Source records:
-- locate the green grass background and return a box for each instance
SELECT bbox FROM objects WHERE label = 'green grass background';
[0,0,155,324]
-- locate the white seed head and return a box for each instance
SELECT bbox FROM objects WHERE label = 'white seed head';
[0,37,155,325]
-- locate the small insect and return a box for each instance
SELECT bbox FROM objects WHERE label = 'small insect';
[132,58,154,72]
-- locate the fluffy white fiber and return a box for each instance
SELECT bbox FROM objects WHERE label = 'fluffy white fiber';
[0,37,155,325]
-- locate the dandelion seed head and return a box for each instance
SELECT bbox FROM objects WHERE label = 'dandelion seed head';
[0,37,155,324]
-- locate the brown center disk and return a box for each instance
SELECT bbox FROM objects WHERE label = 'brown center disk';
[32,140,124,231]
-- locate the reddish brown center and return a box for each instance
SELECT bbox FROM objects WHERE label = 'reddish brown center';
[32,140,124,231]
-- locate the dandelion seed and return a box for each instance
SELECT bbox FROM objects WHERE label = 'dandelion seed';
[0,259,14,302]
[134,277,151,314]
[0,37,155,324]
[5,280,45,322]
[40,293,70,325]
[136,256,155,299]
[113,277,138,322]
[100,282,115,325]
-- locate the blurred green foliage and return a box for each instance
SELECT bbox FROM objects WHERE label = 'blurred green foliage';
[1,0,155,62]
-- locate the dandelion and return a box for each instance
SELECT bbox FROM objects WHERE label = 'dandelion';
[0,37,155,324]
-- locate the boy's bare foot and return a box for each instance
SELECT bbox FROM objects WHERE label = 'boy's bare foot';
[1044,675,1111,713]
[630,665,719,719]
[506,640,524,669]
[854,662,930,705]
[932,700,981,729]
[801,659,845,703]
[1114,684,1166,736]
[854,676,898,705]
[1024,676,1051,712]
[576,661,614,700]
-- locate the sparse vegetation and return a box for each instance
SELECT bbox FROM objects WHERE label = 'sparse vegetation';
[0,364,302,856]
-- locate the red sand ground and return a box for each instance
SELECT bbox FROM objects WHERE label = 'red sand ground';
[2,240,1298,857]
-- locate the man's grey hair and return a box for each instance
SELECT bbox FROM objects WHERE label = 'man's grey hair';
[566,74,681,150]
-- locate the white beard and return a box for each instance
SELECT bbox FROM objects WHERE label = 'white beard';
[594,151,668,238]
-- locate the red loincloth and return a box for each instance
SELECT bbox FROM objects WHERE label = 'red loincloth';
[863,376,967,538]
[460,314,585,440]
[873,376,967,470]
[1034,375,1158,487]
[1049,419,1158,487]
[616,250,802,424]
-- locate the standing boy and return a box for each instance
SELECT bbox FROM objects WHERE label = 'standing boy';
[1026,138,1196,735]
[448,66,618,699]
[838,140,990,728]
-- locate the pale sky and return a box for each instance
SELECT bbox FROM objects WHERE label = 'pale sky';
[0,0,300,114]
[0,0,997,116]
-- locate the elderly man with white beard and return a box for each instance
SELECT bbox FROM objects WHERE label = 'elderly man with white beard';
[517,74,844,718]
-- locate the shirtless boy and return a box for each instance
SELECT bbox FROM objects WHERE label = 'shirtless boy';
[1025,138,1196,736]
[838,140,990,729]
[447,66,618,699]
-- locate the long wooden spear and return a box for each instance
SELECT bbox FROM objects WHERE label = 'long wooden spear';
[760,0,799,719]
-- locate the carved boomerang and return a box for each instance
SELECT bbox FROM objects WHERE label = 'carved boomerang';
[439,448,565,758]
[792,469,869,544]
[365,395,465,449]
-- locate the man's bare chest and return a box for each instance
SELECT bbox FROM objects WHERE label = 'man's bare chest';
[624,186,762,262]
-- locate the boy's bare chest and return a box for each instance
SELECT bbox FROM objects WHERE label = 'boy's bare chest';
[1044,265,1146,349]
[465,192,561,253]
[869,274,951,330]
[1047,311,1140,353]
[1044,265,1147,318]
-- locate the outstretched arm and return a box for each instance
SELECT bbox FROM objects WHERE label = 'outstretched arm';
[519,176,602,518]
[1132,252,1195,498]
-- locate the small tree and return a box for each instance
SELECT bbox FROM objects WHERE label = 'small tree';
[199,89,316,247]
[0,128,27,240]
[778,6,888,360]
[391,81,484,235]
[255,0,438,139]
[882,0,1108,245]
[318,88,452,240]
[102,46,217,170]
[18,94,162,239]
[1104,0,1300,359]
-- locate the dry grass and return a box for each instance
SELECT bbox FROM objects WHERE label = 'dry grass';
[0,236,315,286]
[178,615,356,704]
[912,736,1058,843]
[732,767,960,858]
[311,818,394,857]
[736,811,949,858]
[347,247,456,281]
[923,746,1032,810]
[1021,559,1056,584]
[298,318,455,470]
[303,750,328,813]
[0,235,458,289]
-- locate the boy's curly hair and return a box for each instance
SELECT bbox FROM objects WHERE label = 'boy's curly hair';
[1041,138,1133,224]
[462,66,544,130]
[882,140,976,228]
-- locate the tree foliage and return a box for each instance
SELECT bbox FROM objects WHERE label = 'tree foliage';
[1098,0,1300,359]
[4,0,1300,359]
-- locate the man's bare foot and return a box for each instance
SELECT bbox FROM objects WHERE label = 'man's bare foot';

**PROBLEM STATEMENT**.
Repeat the records, every one of them, without any deviation.

**OUTPUT**.
-- locate the green grass background and return a box for each instance
SELECT bbox FROM objects WHERE label = 'green grass background';
[0,0,155,324]
-- locate the white seed head and return a box for each instance
SELECT bbox FROM objects WHERE label = 'white seed head';
[0,37,155,325]
-- locate the small insect and return a box for each instance
SELECT bbox FROM objects WHERE label = 'small insect';
[132,58,154,72]
-- locate the fluffy white fiber and return a box for each instance
SELECT bbox FROM objects WHERE label = 'fluffy white fiber';
[0,37,155,325]
-- locate the dandelion seed head and return a box for each instance
SELECT bbox FROM objects WHERE label = 'dandelion seed head';
[0,37,155,324]
-- locate the brown center disk and return a box for each instance
SELECT bbox FROM objects WHERE label = 'brown center disk';
[32,140,124,231]
-- locate the reddish brown center and return a box for each instance
SELECT bbox FROM objects WHERE label = 'reddish brown center';
[32,140,124,231]
-- locate the dandelion seed and return a box for each instance
SELECT bbox FROM objects WHERE label = 'dandelion seed';
[0,259,14,302]
[134,277,151,314]
[0,37,155,324]
[5,280,45,322]
[40,293,70,325]
[136,256,155,299]
[113,277,138,322]
[100,282,115,325]
-- locate the blurred green foliage and return a box for each instance
SELECT bbox FROM objects WHERE label = 'blurred green foliage';
[1,0,155,62]
-- locate the dandelion and return a box for each instance
SELECT bbox FROM objects WHERE label = 'dandelion';
[0,37,155,324]
-- locate the boy's bare foot and return a box for each instance
SELECT bbox FROM objects WHERE label = 'boy's bare foot';
[1044,675,1111,713]
[630,665,719,719]
[506,640,524,669]
[854,662,930,705]
[932,700,981,729]
[801,659,845,703]
[1114,684,1166,736]
[854,676,898,705]
[1024,676,1051,712]
[576,661,614,700]
-- locate the sparse vegetation and return a box for each instance
SELECT bbox FROM objects WHERE label = 'sparse vegetation';
[0,364,302,856]
-- locate the red sand ground and return a box for each instance
SELECT bbox FROM objects WHERE label = 'red sand ground';
[2,240,1298,857]
-- locate the man's grey hair and return a box for each instance
SELECT bbox FROM objects WHERE label = 'man's grey hair';
[566,74,681,150]
-- locate the white beard and return a box for each instance
SELECT bbox FROM objects WHERE label = 'white beard';
[594,151,668,238]
-- locate the red loincloth and return a box for each instance
SELECT bbox FROM objects WHERE label = 'red loincloth';
[863,376,967,538]
[460,314,585,440]
[873,376,967,470]
[1034,375,1158,487]
[1049,419,1158,487]
[616,250,802,424]
-- locate the standing boy and return a box for each instance
SELECT bbox FROM objects WHERE label = 'standing boy';
[1026,138,1196,735]
[448,66,618,699]
[838,140,990,728]
-- locate the pale sky and return a box for each instance
SELECT bbox FROM objects WHERE label = 'pale sky';
[0,0,300,114]
[0,0,997,116]
-- locate the elderly man with white beard and return a box for each instance
SELECT bbox FROM objects WHERE label = 'elderly man with white beard';
[517,74,844,718]
-- locate the shirtless boy and return a box for each instance
SELECT bbox FROM objects WHERE label = 'shirtless boy';
[1025,138,1196,736]
[838,140,990,729]
[447,66,618,699]
-- locate the long wooden spear and return a box for each instance
SELECT bbox FROM objects WHERE label = 'long wooden spear';
[760,0,799,719]
-- locate the carved boomerang and return a box for each instance
SELECT bbox FROM objects WHERE label = 'carved boomerang';
[439,448,565,758]
[792,469,869,544]
[365,395,465,449]
-- locate the man's bare chest and return a box for each instance
SELECT bbox FROM objects WHERE label = 'man's bare chest';
[624,186,762,262]
-- locate the boy's bare chest and return a box for each instance
SELECT bbox FROM objects WHERE label = 'boy's bare chest';
[1044,265,1146,349]
[465,192,561,253]
[869,274,951,330]
[1047,311,1140,353]
[1044,265,1147,318]
-- locate the outstretched arm and return a box for each instance
SELECT bbox FROM objects WHERE label = 'outstretched arm';
[519,176,602,518]
[1132,252,1195,498]
-- locate the small tree and return a box for each instance
SELECT bbox FROM objects WHERE label = 'small tree';
[199,89,316,247]
[0,128,27,240]
[778,6,888,360]
[391,81,484,235]
[255,0,438,139]
[882,0,1108,245]
[318,88,452,240]
[102,46,217,170]
[18,94,162,239]
[1104,0,1300,359]
-- locate the dry grass and return a box for each instance
SELECT bbox FROM objects WHERE label = 'dry grass';
[0,236,315,286]
[178,615,356,704]
[912,736,1058,843]
[732,767,960,858]
[311,818,394,857]
[736,811,949,858]
[347,247,456,281]
[923,746,1032,810]
[1021,559,1056,584]
[298,318,455,470]
[303,750,328,813]
[0,235,458,289]
-- locate the boy's curly hair and return a box for each instance
SELECT bbox FROM objects WHERE label = 'boy's curly hair';
[1041,138,1133,224]
[462,66,544,130]
[882,140,976,228]
-- locate the tree foliage and return a box for each instance
SELECT bbox FROM objects WHERE label = 'tree foliage';
[1098,0,1300,359]
[4,0,1300,359]
-- locate the man's bare foot and return a box for each instance
SELECT bbox FROM objects WHERE label = 'man's bare foot';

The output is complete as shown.